> _What needs to be done_
Reproduce every line of the items that follow verbatim, keeping their original order and formatting.

[Begin Supplied records]

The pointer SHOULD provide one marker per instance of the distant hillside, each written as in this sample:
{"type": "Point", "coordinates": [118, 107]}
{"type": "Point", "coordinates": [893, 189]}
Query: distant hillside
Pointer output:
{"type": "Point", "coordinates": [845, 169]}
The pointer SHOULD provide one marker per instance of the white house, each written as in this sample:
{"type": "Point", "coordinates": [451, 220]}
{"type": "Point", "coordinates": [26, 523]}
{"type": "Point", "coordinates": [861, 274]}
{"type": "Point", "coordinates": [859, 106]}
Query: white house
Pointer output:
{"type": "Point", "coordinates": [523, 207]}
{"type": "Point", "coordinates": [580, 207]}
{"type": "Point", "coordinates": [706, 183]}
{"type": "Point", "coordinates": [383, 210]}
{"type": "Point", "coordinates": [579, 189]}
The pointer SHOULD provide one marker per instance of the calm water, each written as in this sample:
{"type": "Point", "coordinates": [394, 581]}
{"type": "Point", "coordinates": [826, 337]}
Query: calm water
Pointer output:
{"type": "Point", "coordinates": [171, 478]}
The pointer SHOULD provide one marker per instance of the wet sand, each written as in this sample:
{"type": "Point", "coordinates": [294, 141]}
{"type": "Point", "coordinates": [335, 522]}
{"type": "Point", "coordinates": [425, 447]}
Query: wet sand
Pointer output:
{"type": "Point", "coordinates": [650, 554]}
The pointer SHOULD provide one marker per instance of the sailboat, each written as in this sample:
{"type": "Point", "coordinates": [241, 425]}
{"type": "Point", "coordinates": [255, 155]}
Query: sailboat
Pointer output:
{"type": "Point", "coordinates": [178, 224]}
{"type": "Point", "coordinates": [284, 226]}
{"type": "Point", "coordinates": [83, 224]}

[End Supplied records]

> _Full response_
The pointer SHOULD provide one marker per instance of the distant hillside, each written as in this sample:
{"type": "Point", "coordinates": [118, 107]}
{"type": "Point", "coordinates": [893, 189]}
Query: distant hillside
Pointer output:
{"type": "Point", "coordinates": [845, 169]}
The pointer SHOULD provide one marker per instance of the white house, each written as in this sample:
{"type": "Point", "coordinates": [451, 220]}
{"type": "Point", "coordinates": [26, 523]}
{"type": "Point", "coordinates": [861, 274]}
{"type": "Point", "coordinates": [859, 106]}
Query: white house
Pointer output:
{"type": "Point", "coordinates": [523, 207]}
{"type": "Point", "coordinates": [580, 207]}
{"type": "Point", "coordinates": [706, 183]}
{"type": "Point", "coordinates": [383, 210]}
{"type": "Point", "coordinates": [579, 189]}
The pointer SHOULD provide one marker per instance of the calm water, each written as in this sample:
{"type": "Point", "coordinates": [394, 581]}
{"type": "Point", "coordinates": [826, 337]}
Query: calm water
Pointer output:
{"type": "Point", "coordinates": [171, 478]}
The pointer SHOULD provide one marker per instance of the wet sand, each written as in this sample:
{"type": "Point", "coordinates": [294, 141]}
{"type": "Point", "coordinates": [335, 522]}
{"type": "Point", "coordinates": [425, 447]}
Query: wet sand
Pointer output:
{"type": "Point", "coordinates": [650, 554]}
The pointer SHOULD provide one marker per instance of the sailboat, each written as in this sample:
{"type": "Point", "coordinates": [241, 425]}
{"type": "Point", "coordinates": [255, 155]}
Query: sailboat
Pointer output:
{"type": "Point", "coordinates": [178, 224]}
{"type": "Point", "coordinates": [284, 226]}
{"type": "Point", "coordinates": [83, 224]}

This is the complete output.